Document passage ::
--

The Interdisciplinary Centre for Law, Alternative and Innovative Methods (ICLAIM), an independent non-profit organisation working in close association with the School of Law at the University of Central Lancashire in Cyprus (UCLan Cyprus), is proud to announce that out of the 30 laureates of the European Parliament’s European Citizen Prize 2020 from 25 countries of the EU, ICLAIM is one of the two recipients from Cyprus!
The laureates for Cyprus were announced by February 12, the recipients being ICLAIM founder, professor Stéphanie Laulhé Shaelou, for the centre’s ‘Social Mediation in Practice’ programme, and Costas Vichas for his long-term humanitarian assistance to those in need.
Since 2008, the European Parliament awards the European Citizen’s Prize every year to projects and initiatives that facilitate cross-border cooperation or promote mutual understanding within the EU. The prize, which has symbolic value, is also intended to acknowledge the work of those who through their day-to-day activities promote European values.
ICLAIM is a non-profit organisation registered and established in Cyprus since 2017, whose primary objective is to serve communities.
It is a social enterprise vehicle which benefits from the expertise of a pool of all-female resident experts, researchers and interns, from diverse backgrounds, primarily (but not exclusively) from the UCLan Cyprus School of Law. The organisation envisions a society where citizens are empowered and enjoy access to social justice, through alternative and innovative approaches in the application of the law to societal issues.

--

Tasks and exercises ::
A: Answer these questions from the ICLAIM announcement:
(i) How many laureates received the European Citizen Prize 2020, and from how many EU countries?
(ii) Since what year has the European Parliament awarded the prize?
(iii) Since what year has ICLAIM been registered and established in Cyprus?
B: Rewrite the paragraph of the ICLAIM announcement that begins "It is a social enterprise vehicle" as a short bulleted list that keeps its main facts.
C: Write the next part of the ICLAIM announcement, picking up after its last sentence.
The rows have no connection to the ICLAIM announcement.

--

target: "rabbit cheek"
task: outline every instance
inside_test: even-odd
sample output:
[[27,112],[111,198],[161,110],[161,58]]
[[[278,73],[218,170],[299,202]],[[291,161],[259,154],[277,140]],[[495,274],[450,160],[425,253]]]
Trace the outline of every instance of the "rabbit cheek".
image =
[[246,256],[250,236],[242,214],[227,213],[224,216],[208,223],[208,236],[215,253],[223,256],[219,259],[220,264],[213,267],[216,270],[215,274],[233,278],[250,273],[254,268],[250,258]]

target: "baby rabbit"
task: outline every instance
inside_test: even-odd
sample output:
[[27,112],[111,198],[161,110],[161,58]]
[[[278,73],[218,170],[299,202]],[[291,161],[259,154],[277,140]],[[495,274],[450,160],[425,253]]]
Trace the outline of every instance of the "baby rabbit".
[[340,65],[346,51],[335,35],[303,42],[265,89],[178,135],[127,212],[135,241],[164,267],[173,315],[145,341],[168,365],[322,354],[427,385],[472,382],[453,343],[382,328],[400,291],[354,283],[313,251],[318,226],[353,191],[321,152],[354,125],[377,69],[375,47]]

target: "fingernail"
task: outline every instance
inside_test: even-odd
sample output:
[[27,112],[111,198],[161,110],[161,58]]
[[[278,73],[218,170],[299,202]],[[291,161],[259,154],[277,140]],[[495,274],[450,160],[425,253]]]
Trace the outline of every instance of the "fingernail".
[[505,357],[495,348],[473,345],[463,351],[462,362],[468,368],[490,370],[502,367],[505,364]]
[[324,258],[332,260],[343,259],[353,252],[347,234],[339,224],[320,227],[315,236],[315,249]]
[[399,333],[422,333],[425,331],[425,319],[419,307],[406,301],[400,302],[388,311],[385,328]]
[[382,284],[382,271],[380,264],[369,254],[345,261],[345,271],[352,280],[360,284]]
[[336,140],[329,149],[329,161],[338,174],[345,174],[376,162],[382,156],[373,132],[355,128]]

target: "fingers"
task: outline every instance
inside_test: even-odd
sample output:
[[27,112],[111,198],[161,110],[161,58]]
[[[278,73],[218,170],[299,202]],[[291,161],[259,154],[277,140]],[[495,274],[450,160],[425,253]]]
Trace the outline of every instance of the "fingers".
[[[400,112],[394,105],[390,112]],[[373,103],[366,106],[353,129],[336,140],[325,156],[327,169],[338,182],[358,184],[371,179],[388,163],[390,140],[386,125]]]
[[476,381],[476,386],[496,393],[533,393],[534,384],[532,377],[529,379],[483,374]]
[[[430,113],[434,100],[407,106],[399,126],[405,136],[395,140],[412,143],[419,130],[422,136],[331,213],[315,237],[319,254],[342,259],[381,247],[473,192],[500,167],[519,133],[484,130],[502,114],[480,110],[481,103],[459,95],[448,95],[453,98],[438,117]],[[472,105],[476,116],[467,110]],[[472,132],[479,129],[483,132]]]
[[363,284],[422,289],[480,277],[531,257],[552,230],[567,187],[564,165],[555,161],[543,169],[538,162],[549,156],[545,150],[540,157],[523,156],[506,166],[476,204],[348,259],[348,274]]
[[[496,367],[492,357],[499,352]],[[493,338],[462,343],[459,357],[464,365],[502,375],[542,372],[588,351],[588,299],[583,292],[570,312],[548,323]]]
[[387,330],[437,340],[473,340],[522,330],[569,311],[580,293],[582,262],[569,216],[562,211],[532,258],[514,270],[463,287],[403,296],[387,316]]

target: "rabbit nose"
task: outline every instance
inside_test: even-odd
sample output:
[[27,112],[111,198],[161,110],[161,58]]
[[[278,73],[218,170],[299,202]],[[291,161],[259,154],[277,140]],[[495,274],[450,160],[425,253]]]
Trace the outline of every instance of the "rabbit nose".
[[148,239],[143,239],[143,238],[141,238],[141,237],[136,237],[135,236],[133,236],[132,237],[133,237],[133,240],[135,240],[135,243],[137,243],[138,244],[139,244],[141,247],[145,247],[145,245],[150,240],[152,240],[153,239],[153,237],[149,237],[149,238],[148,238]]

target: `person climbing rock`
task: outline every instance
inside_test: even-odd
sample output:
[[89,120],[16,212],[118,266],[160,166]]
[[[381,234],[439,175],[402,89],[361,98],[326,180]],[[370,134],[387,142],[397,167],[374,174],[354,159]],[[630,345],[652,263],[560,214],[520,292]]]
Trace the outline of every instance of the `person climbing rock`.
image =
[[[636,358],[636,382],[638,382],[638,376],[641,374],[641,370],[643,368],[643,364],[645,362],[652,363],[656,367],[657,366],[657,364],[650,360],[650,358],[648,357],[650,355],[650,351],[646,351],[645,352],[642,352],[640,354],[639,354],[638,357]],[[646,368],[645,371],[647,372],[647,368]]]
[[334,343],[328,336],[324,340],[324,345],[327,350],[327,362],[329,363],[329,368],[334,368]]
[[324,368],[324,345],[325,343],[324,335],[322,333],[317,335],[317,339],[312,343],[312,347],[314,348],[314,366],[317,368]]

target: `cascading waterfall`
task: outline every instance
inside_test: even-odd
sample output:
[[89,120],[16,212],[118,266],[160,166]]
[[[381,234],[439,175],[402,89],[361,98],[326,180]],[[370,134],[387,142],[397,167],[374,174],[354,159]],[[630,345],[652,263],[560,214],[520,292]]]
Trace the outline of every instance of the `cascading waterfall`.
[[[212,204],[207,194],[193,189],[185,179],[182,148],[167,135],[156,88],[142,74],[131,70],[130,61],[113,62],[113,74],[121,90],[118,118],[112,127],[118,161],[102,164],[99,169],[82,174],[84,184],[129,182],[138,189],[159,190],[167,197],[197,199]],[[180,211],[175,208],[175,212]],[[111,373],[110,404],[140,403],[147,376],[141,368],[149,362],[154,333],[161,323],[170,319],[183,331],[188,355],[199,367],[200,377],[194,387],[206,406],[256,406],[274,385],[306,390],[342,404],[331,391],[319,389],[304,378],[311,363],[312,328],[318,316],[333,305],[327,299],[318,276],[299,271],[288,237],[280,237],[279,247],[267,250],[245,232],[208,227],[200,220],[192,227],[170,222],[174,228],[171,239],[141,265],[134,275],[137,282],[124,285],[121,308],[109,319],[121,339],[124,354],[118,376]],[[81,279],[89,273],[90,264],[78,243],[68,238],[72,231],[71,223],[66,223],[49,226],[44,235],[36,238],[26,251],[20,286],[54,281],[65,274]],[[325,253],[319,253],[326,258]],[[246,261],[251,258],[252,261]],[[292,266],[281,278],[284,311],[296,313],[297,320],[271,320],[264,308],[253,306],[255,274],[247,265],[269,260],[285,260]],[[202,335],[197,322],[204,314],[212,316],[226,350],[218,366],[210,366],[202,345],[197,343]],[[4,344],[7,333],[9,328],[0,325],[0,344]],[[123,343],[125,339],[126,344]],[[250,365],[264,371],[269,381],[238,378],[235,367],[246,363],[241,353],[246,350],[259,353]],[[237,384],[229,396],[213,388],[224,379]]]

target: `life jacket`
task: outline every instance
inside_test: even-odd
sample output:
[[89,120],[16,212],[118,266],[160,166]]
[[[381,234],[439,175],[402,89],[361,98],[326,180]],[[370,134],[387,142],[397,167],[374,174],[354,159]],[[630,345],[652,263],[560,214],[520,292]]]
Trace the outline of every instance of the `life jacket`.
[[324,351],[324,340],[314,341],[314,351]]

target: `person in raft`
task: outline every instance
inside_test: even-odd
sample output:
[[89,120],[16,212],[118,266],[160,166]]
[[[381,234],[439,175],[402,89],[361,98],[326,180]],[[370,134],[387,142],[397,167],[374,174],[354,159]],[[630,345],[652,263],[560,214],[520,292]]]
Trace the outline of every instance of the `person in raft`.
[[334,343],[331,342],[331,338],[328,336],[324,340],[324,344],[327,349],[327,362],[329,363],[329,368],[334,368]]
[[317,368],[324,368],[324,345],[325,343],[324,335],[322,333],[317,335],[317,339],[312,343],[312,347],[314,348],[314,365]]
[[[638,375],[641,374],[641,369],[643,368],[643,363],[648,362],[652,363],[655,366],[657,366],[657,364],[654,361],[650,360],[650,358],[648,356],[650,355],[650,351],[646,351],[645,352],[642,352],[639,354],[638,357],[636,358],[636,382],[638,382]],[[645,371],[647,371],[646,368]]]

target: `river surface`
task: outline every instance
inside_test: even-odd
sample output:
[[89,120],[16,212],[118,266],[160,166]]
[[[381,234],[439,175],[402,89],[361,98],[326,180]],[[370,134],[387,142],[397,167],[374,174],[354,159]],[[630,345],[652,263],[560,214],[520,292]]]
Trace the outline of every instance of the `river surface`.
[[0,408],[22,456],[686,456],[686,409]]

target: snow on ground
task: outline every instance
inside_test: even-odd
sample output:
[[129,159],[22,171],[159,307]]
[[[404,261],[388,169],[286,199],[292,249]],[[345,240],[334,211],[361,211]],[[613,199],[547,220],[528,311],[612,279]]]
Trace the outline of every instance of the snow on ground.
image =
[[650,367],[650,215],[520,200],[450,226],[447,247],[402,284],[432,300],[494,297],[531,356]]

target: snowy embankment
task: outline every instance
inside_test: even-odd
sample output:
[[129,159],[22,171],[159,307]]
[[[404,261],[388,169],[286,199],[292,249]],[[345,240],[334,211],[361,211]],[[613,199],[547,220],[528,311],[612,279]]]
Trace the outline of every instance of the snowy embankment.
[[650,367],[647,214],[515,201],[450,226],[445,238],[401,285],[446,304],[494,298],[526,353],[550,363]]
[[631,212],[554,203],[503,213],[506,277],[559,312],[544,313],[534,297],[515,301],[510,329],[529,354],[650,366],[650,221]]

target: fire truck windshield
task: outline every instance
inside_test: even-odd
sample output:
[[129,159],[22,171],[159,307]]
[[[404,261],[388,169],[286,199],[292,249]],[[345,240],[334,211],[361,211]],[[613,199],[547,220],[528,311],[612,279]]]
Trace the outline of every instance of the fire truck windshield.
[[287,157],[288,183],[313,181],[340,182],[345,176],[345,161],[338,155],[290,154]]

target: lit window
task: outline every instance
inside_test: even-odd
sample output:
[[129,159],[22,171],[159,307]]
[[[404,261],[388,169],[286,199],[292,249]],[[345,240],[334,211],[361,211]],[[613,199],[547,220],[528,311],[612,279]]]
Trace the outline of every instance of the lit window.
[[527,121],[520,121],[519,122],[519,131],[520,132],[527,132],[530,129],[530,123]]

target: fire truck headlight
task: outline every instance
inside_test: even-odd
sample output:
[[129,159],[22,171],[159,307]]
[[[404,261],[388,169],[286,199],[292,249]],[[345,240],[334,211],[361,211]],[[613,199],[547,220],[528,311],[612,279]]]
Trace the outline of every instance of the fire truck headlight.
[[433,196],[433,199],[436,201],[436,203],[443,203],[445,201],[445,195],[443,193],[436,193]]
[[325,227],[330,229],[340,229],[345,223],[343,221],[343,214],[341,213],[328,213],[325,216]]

--

Your written answers ::
A:
(i) 30 laureates from 25 EU countries.
(ii) 2008.
(iii) 2017.

B:
- ICLAIM is a social enterprise vehicle.
- It draws on a pool of all-female resident experts, researchers and interns from diverse backgrounds, mainly, though not only, from the UCLan Cyprus School of Law.
- It envisions a society where citizens are empowered and have access to social justice.
- It pursues this through alternative and innovative approaches to applying the law to societal issues.

C:
The ‘Social Mediation in Practice’ project, whose broader objective is to spread the use of social mediation as a tool for the resolution of conflicts in the Cypriot society and beyond, is one of ICLAIM’s long-term projects, under the overall coordination of Shaelou.
In 2018, Dr Natalie Alkiviadou supervised a group of UCLan Cyprus law students, interns at ICLAIM, to draft the first ‘Handbook for Professionals on Social Mediation’. Since July 2018, the Handbook and ICLAIM expertise have been disseminated in a series of training and workshops promoting the use of social mediation among individuals primarily from the education, the NGO and the law enforcement sectors, across communities.
This ‘train the trainers’ approach was initially piloted through the social mediation project delivered by ICLAIM with the support of UCLan Cyprus and a grant from the University of Central Lancashire Institute of Citizenship, Society and Change (https://www.social-mediation.org/).
This was followed by a workshop series entitled ‘Social Mediation in Practice’ delivered in 2019 and 2020 by ICLAIM and supported by UCLan Cyprus, with a grant from the British High Commission in Nicosia.
These workshops involved ICLAIM social mediation trainers Katerina Antoniou and Nadia Kornioti, with input from Pinar Zubaroğlu-Ioannides, and facilitation by community members and students.
All workshops encouraged the participation of a diverse group of individuals from all communities of Cyprus, and of varying professional or other background. The workshops led to the establishment of the Social Mediators Network in September 2020.
Amid the pandemic, the ‘Social Mediation in Practice’ project swiftly reacted to the situation by offering collective and active reflection on the impact of Covid-19 on communities in Cyprus, and on the role that social mediation could play in this setting. The prize therefore recognises the active citizenship of almost 100 individuals across the island and beyond, as well as the trust showed by all institutions mentioned above. ICLAIM would like to thank them all.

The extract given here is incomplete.